::: Stored data :::

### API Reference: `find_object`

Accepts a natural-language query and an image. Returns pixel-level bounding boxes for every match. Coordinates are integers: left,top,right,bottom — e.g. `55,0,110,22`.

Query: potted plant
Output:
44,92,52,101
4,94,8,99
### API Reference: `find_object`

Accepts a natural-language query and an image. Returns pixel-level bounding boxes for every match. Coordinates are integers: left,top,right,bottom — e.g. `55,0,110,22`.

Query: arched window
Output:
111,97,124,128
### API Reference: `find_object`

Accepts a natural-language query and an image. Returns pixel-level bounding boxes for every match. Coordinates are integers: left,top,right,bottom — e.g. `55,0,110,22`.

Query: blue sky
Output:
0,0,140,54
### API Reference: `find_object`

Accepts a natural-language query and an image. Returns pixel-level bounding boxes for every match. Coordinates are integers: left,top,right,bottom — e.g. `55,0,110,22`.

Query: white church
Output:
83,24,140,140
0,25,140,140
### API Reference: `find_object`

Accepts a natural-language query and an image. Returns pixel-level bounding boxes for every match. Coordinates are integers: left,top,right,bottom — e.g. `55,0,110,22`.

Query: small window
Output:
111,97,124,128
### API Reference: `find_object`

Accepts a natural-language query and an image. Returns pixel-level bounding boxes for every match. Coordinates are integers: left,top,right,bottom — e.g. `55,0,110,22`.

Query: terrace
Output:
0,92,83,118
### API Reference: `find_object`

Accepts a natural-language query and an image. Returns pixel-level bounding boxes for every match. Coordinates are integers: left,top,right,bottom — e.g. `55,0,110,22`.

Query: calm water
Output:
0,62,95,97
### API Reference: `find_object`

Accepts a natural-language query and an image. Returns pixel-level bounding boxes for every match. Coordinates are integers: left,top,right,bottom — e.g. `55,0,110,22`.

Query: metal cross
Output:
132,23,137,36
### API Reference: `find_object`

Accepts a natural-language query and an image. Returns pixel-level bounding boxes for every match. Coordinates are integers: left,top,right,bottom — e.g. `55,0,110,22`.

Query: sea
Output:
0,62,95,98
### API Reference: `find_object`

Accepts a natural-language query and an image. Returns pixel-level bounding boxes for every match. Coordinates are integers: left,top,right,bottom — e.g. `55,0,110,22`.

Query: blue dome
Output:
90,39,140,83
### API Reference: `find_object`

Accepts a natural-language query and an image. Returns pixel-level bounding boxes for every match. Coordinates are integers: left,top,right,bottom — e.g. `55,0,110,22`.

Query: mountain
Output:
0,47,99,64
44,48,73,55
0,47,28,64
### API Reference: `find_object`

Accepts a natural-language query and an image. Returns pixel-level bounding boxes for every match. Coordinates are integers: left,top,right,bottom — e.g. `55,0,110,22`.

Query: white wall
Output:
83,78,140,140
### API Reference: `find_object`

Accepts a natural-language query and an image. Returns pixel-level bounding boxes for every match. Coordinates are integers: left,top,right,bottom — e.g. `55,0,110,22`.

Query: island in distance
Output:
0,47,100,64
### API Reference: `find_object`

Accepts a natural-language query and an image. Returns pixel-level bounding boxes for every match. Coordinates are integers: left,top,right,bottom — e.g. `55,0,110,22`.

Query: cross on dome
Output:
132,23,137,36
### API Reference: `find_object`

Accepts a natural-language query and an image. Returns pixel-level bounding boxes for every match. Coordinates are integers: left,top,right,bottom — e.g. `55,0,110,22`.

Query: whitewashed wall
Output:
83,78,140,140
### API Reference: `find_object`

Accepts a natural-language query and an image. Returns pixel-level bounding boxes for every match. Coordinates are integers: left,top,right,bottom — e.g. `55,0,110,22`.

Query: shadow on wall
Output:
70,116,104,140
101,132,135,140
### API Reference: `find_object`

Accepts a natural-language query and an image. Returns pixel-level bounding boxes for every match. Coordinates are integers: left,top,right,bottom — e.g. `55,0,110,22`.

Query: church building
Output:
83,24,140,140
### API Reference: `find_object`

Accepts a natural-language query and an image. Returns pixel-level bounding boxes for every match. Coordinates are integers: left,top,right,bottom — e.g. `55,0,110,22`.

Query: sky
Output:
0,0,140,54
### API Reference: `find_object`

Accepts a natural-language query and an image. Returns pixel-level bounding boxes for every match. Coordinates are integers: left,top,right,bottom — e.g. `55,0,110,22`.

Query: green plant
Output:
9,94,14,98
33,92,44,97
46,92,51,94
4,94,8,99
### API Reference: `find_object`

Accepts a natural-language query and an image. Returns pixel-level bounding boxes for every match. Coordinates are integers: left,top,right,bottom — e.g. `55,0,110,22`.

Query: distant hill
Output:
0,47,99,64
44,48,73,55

:::

Aim of the task -
How many lines in the entries contain the string "wall"? Case counts. Give only the number.

Solution to the problem -
3